*Records provided:*
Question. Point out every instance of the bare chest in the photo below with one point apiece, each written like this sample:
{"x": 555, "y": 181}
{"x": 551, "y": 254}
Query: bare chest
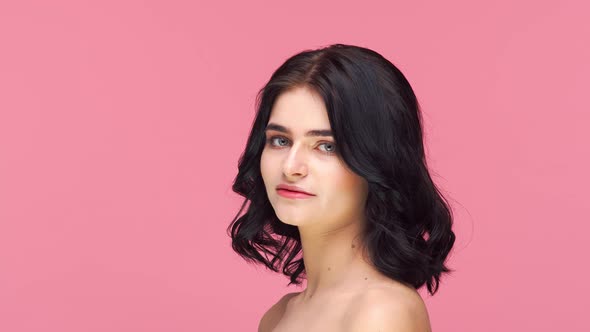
{"x": 325, "y": 316}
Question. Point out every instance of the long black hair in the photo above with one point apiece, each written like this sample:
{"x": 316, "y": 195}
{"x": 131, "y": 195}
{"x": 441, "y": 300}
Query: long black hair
{"x": 376, "y": 121}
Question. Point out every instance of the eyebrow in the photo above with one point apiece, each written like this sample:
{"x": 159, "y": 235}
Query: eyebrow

*Assignment:*
When the string "written" appears in a line of the records above, that line is to be copied.

*Answer area:*
Question. Point out every instance of the bare chest in the photo below with one point apiece, each written like this sample:
Question. Point out every instance of the long black hair in the photo above with one point apiece, each written like this sample:
Question. Point out every instance of the eyebrow in the photo above with one point apiece, each written like this sample:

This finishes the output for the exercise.